Return the records below unchanged, line for line.

Region annotation records
——
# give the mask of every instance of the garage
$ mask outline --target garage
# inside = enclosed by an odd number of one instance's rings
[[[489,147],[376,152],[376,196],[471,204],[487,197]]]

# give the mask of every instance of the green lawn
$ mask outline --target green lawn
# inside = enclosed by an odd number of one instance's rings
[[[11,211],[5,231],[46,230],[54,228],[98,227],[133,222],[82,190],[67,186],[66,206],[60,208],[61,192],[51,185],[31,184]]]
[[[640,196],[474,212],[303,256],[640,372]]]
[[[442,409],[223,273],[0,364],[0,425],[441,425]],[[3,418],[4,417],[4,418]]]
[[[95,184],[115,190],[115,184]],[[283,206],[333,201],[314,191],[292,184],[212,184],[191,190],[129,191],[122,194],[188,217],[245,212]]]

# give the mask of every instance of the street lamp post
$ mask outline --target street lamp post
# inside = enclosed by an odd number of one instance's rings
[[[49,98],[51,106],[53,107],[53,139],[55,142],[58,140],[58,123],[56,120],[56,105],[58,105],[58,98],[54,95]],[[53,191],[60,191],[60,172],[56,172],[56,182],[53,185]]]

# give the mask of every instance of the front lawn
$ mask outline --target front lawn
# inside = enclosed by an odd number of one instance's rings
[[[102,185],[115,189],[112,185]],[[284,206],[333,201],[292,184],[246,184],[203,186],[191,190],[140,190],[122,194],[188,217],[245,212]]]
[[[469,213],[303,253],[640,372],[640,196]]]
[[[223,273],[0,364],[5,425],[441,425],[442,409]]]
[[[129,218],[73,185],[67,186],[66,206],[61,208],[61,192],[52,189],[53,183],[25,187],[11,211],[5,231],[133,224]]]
——
→ **ANSWER TO THIS TASK**:
# give the mask of every instance of the garage
$ mask outline --target garage
# inside = enclosed by an odd number of one instance's rings
[[[489,147],[376,152],[376,196],[471,204],[487,197]]]

# give the mask of every instance of the green lawn
$ mask outline --target green lawn
# inside = enclosed by an odd number of one instance's rings
[[[11,211],[5,231],[46,230],[54,228],[98,227],[133,222],[82,190],[67,186],[66,206],[60,208],[61,192],[51,185],[31,184]]]
[[[640,196],[474,212],[303,256],[640,372]]]
[[[442,409],[223,273],[0,364],[0,425],[441,425]],[[3,418],[4,417],[4,418]]]
[[[95,184],[115,190],[115,184]],[[283,206],[333,201],[314,191],[292,184],[212,184],[191,190],[129,191],[122,194],[188,217],[245,212]]]

# give the mask of every instance of the street lamp post
$ mask outline --target street lamp post
# inside = enclosed by an odd number of one instance's rings
[[[49,98],[51,106],[53,107],[53,139],[55,142],[58,140],[58,123],[56,120],[56,105],[58,105],[58,98],[54,95]],[[53,191],[60,191],[60,172],[56,172],[56,182],[53,185]]]

# give the mask of every instance of the front lawn
$ mask outline --target front lawn
# inside = enclosed by an odd number of one instance's rings
[[[102,185],[115,189],[112,185]],[[284,206],[333,201],[292,184],[246,184],[203,186],[191,190],[140,190],[122,194],[188,217],[245,212]]]
[[[469,213],[303,253],[640,372],[640,196]]]
[[[223,273],[0,364],[5,425],[441,425],[442,409]]]
[[[129,218],[73,185],[67,186],[66,206],[61,208],[61,192],[52,189],[53,183],[25,187],[11,211],[5,231],[133,224]]]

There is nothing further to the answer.